TASK BRIEF: List every line of the records that contains the string "paved", copying each line in full. Matching is case-sensitive.

DATASET CONTENT:
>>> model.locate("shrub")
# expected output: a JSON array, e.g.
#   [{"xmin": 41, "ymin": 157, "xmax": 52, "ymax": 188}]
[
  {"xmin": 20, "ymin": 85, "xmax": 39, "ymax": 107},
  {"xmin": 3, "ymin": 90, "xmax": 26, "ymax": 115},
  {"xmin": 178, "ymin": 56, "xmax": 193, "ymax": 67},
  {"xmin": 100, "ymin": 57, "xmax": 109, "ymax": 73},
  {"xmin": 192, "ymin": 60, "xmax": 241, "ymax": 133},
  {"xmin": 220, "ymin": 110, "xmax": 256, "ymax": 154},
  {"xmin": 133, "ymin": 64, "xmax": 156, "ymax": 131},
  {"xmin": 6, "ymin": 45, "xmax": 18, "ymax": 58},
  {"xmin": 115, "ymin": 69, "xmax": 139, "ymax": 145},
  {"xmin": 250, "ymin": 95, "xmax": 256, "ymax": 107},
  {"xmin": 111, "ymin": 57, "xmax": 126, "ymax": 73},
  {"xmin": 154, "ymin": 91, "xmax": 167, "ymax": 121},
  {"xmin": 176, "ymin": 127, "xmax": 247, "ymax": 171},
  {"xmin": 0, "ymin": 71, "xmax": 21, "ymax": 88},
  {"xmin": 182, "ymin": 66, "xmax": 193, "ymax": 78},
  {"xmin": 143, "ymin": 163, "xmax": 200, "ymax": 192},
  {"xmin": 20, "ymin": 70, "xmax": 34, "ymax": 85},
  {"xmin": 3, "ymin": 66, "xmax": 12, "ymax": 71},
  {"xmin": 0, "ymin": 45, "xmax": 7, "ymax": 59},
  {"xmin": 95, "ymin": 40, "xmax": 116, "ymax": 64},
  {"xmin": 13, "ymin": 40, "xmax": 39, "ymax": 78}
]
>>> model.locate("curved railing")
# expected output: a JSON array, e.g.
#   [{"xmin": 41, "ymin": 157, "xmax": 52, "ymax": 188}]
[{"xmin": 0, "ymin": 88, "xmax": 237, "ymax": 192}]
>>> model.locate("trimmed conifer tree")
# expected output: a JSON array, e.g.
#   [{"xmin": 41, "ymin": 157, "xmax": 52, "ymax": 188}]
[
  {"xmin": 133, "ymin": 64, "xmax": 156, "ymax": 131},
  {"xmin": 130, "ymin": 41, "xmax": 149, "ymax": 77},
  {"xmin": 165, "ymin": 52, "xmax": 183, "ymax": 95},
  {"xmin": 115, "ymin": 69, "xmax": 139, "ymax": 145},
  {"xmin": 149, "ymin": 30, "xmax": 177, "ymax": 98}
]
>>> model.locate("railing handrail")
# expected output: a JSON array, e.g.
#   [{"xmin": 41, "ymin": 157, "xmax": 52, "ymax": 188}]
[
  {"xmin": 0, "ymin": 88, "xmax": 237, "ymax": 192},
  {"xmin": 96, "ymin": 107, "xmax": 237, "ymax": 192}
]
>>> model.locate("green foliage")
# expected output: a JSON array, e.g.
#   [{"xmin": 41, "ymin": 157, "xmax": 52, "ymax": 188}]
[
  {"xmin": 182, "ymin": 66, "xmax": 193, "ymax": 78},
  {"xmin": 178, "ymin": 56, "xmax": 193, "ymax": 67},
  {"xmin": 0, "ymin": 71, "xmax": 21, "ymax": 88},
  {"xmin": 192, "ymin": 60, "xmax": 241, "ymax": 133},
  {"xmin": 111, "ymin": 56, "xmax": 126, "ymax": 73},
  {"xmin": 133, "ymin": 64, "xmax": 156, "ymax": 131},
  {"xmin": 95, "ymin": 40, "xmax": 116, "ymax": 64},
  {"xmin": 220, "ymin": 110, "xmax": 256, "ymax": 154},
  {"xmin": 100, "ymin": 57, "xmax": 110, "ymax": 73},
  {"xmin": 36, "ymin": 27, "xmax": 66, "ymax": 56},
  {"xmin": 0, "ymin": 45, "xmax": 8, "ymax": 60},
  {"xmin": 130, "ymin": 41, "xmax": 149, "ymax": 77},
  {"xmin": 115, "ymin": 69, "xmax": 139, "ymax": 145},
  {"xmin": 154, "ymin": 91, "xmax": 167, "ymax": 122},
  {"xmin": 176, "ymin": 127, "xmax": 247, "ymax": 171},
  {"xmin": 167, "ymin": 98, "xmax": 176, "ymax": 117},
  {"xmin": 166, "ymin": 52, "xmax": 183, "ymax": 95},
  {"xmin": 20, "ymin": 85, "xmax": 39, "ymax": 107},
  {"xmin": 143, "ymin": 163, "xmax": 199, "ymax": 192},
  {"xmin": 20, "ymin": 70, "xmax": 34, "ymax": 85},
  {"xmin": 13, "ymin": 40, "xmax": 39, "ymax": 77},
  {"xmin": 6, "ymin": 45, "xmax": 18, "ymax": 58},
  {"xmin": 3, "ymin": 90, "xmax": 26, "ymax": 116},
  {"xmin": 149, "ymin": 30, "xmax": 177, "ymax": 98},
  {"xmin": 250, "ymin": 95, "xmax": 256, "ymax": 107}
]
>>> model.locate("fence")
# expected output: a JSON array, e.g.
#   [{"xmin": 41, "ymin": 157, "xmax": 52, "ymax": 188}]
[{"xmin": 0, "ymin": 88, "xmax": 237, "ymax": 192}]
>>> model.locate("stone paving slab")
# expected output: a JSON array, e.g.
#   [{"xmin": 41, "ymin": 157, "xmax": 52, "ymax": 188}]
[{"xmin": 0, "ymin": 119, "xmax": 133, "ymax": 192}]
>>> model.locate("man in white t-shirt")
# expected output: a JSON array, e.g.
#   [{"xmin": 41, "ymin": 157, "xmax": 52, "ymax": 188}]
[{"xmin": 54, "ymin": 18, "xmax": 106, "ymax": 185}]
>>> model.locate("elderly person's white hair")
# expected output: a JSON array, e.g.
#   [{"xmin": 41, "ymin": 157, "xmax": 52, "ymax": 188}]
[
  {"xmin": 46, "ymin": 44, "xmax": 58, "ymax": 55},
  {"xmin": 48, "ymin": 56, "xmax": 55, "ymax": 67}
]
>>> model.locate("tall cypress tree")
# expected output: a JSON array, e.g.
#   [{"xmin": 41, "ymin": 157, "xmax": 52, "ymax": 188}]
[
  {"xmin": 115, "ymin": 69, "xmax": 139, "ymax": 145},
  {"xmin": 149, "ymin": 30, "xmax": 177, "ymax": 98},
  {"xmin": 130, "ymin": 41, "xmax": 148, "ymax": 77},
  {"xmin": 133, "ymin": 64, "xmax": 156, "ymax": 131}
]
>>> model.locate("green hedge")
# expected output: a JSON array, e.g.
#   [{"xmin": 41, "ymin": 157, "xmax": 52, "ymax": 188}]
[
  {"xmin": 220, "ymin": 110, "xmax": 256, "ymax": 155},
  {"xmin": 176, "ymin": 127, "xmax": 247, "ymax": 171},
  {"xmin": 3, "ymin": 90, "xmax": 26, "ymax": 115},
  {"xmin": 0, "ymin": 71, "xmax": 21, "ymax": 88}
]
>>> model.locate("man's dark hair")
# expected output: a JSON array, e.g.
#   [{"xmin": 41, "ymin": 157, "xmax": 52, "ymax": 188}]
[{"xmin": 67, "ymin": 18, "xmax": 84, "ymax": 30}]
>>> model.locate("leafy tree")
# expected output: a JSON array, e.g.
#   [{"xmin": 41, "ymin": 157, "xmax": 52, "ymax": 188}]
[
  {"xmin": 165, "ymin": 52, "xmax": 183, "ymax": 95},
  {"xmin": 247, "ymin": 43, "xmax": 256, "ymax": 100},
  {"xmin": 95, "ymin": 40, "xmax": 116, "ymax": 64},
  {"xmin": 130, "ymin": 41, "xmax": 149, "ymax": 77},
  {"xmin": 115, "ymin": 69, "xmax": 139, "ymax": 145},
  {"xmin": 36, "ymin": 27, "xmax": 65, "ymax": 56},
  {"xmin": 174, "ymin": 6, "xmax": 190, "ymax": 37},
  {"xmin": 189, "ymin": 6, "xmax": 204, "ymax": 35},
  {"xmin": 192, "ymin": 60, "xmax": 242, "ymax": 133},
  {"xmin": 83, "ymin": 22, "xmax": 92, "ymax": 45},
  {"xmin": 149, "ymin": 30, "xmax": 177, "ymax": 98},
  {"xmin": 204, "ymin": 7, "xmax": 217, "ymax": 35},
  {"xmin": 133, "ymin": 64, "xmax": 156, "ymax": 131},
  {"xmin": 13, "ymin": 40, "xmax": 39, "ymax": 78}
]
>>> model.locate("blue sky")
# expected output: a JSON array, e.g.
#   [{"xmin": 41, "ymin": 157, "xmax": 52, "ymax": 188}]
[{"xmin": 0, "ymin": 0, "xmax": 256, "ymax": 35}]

...

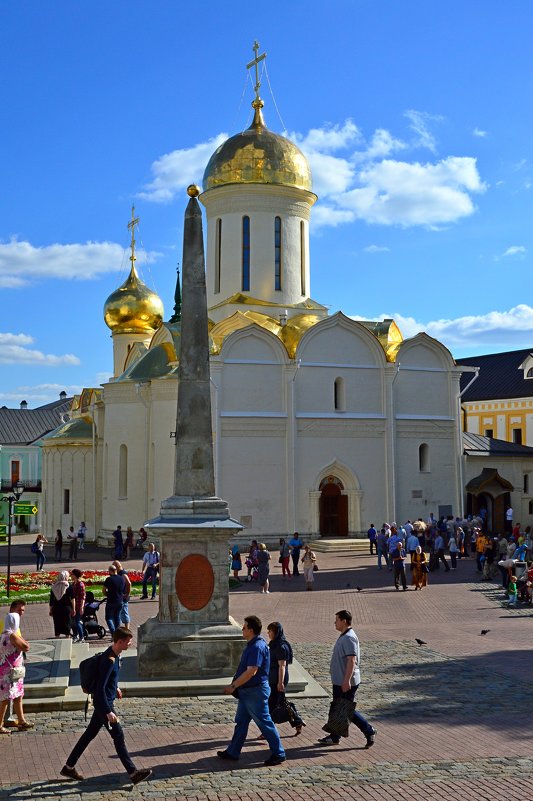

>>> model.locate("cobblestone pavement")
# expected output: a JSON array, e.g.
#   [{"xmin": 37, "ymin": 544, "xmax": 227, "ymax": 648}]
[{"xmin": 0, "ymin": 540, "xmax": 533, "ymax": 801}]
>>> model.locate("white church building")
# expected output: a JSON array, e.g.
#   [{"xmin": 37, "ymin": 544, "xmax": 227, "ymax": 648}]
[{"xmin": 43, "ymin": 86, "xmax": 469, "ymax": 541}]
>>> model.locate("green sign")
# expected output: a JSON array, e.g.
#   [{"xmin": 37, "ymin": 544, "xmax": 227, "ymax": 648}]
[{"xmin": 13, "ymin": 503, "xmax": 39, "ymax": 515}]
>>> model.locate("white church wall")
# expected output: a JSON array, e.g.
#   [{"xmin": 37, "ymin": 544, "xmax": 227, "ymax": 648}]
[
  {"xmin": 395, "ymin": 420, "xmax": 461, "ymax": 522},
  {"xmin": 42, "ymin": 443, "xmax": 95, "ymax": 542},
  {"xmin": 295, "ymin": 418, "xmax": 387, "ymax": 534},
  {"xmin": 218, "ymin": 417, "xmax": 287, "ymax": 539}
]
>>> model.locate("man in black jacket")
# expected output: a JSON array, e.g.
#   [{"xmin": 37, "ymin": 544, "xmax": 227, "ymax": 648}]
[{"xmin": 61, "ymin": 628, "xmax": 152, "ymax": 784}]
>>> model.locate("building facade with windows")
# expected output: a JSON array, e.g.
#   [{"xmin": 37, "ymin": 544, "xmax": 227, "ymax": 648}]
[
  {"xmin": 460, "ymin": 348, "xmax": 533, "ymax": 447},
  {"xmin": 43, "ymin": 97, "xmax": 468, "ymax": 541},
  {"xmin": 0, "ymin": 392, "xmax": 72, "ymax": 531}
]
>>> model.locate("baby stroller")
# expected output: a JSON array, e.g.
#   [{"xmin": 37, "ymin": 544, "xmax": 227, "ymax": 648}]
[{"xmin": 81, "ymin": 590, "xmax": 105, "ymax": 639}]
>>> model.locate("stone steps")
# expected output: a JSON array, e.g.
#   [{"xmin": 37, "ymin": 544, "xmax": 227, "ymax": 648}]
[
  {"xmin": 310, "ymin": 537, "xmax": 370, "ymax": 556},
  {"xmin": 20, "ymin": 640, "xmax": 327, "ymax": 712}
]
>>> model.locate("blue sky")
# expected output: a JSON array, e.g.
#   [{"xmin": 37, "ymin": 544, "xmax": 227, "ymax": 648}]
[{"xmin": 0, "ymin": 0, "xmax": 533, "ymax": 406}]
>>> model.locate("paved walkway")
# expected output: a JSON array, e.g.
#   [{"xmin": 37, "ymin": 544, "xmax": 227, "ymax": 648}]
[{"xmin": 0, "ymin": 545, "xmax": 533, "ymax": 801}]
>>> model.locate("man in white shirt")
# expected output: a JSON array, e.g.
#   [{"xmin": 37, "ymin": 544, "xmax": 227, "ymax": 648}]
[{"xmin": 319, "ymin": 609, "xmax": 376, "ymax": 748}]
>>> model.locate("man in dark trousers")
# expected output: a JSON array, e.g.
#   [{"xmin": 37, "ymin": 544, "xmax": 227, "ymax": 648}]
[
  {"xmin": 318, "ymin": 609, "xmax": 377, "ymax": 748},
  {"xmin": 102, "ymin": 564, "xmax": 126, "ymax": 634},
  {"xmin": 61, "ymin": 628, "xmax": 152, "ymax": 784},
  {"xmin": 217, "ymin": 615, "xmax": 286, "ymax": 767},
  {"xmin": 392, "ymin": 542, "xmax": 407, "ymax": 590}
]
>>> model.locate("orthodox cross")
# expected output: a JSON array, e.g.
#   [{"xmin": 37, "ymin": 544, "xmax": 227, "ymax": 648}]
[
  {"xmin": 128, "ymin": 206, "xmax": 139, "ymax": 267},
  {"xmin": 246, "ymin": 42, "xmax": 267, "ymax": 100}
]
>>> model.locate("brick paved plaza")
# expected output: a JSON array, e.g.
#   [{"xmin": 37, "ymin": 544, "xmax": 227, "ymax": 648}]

CORRECT OUTPUT:
>>> model.locate("paved walkway")
>>> model.locate("brick paved plaza")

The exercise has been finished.